## APPLY WHAT YOU READ:
[1] Update the passage of the lab leak article starting with "An investigation by" and going on through "the Wuhan laboratories.", replacing "stifling" with "suppressing".
[2] Continue the lab leak article from the point where it ends.

## TEXT PASSAGE:
::::::::

Why the ‘Lab Leak’ Scenario Was Shouted Down
For most of 2020, the notion that SARS-CoV-2 may have originated in a lab in Wuhan, China, was regarded as a debunked conspiracy theory, only embraced by some conservative media supportive of President Donald Trump. But in early 2021 that all changed, and today most outlets across the political spectrum agree that the ‘lab leak’ scenario deserves serious investigation.
An investigation by The BMJ uncovered a concerted campaign by researchers with funding on pandemic-potential virus research to label ‘lab leak’ scenarios as a conspiracy, effectively stifling journalism and investigation into the topic for over a year. One of the leaders of this was Peter Daszak, president of EcoHealth Alliance, a non-profit organisation which received millions in grants for pandemic preparedness research. EcoHealth Alliance subsequently subcontracted work out to the Wuhan laboratories.
Almost from the outset of the pandemic, a February 2020 statement in the Lancet coauthored by Daszak effectively ended the debate. “We stand together to strongly condemn conspiracy theories suggesting that covid-19 does not have a natural origin.”
“It’s become a label you pin on something you don’t agree with,” said Nicholas Wade, a science writer who has worked at Nature, Science, and the New York Times. “It’s ridiculous, because the lab escape scenario invokes an accident, which is the opposite of a conspiracy.”
But hostility to the scenario continued to grow. Filippa Lentzos, codirector of the Centre for Science and Security Studies at King’s College, London, told the Wall Street Journal, “Some of the scientists in this area very quickly closed ranks.” She added, “There were people that did not talk about this, because they feared for their careers. They feared for their grants.”
Daszak wrote an essay for the Guardian in June 2020 attacking the former head of MI6 for saying that the pandemic could have “started as an accident,” and continued to receive support from coauthors of the letter.
But Daszak’s role in drawing up the statement in the Lancet was revealed in November 2020 in emails obtained through freedom of information requests.
“Please note that this statement will not have EcoHealth Alliance logo on it and will not be identifiable as coming from any one organization or person,” wrote Daszak in a February email, while sending around a draft of the statement for signatories. He also considered omitting his name from the statement to reduce potential negative exposure. A number of the 27 co-signatories omitted reporting their ties to EcoHealth Alliance.
Richard Ebright, professor of molecular biology at Rutgers University in New Jersey and a biosafety expert, considered scientific journal to be complicit in helping to clamp down on talk of a lab leak. “That means Nature, Science, and the Lancet,” he said. Along with dozens of other academics, he has been pushing back against the conspiracy theory labelling of the lab leak scenario.
“It’s very clear at this time that the term ‘conspiracy theory’ is a useful term for defaming an idea you disagree with,” said Ebright, referring to journalists and scientists making use of the term to attack others. “They have been successful until recently in selling that narrative to many in the media.”

::::::::

## DATASET EXTRACT:

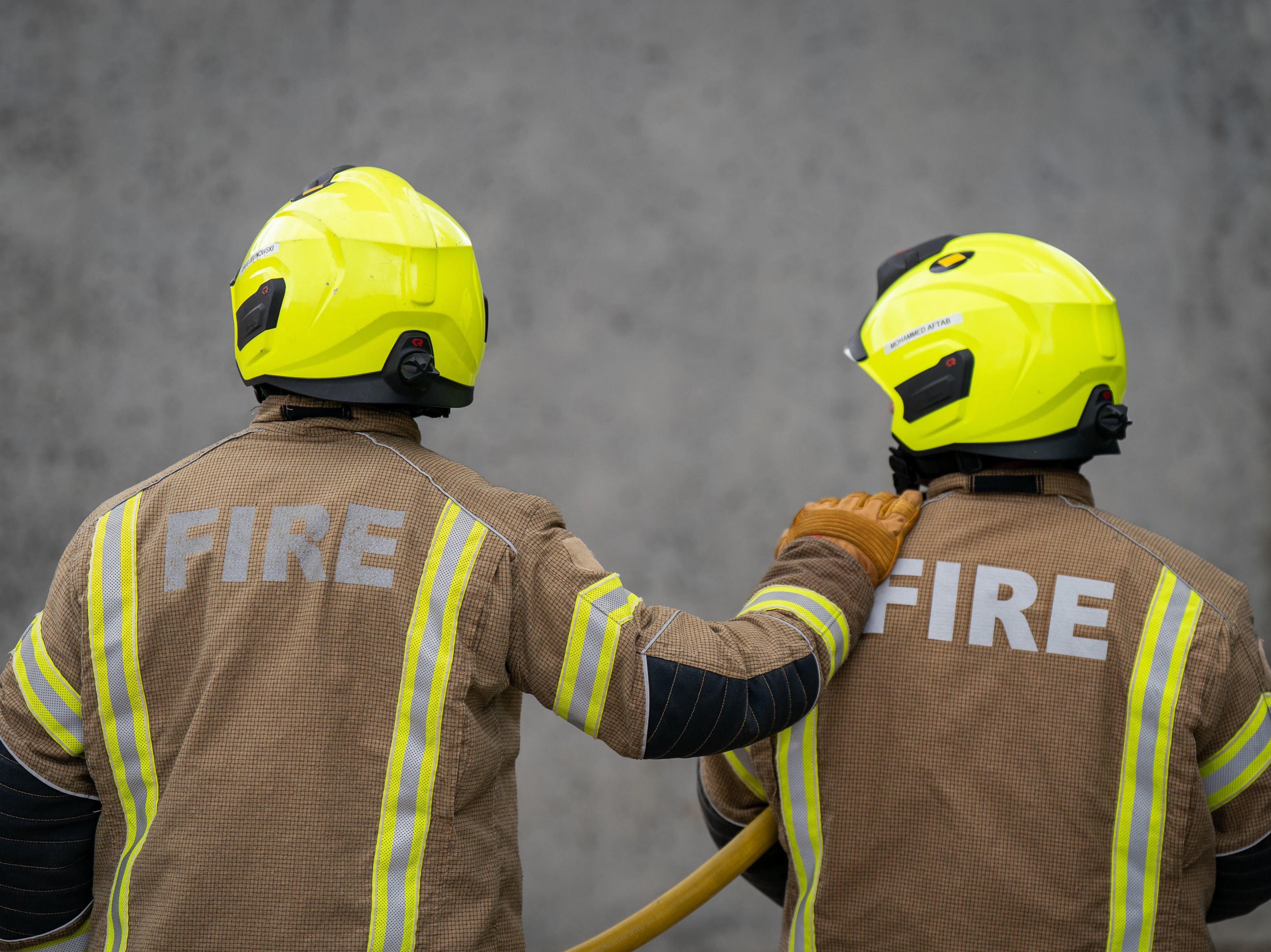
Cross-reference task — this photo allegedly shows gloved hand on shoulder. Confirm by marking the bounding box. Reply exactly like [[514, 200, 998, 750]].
[[775, 489, 923, 585]]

::::::::

## SOLVED TASKS:
[1]
An investigation by The BMJ uncovered a concerted campaign by researchers with funding on pandemic-potential virus research to label ‘lab leak’ scenarios as a conspiracy, effectively suppressing journalism and investigation into the topic for over a year. One of the leaders of this was Peter Daszak, president of EcoHealth Alliance, a non-profit organisation which received millions in grants for pandemic preparedness research. EcoHealth Alliance subsequently subcontracted work out to the Wuhan laboratories.

[2]
Daszak enjoyed more support after then-President Trump cancelled EcoHealth Alliance’s National Institutes of Health funding, and the lab leak scenario remained buried for most of the year. It only resurfaced when a January 2021 New York magazine published an article detailing a possible lab leak scenario, in the face of stiff criticism. The tide began to turn when the World Health Organization investigation (which included Daszak) produced a report which attracted criticism for effectively ruling out the lab leak scenario in the face of almost a complete lack of evidence, such only being allowed a few hours’ worth of supervised access to the Wuhan labs. When Donald Trump lost the Presidential office, the criticism suddenly lost its greatest means for shutting down challenges — its mere association with its most widely-known and disliked proponent.
Citing an intelligence report, the Wall Street Journal, recently reported that three Wuhan Institute of Virology researchers were admitted to hospital in November 2019. When President Joe Biden ordered an investigation into the scenario, it marked a slow turn-around in media coverage. Many outlets started backtracking their previously publicised viewpoints or adding qualifying statements, justifying them as simply a matter of tracking a “scientific consensus” which, they say, has now changed. Vox posted an erratum noting, “Since this piece was originally published in March 2020, scientific consensus has shifted.”
In recent weeks, a number of high profile scientists who once denigrated the idea that the virus could have come from a lab have made small steps into demanding an open investigation of the pandemic’s origin.
In a recent interview, NIH director Francis Collins said, “The Chinese government should be on notice that we have to have answers to questions that have not been answered about those people who got sick in November who worked in the lab and about those lab notebooks that have not been examined.” He added, “If they really want to be exonerated from this claim of culpability, then they have got to be transparent.”
It is worth noting that searches with phrases like “conspiracy theory”, “lab leak” and “Wuhan” do not turn up any relevant hits on The BMJ website, other than articles published this year which discuss the lab leak scenario seriously and credibly, or an article which discusses the more outlandish viral disinformation typical of the COVID pandemic typically seen in social media. Nor are there any articles with “Daszak” as an author.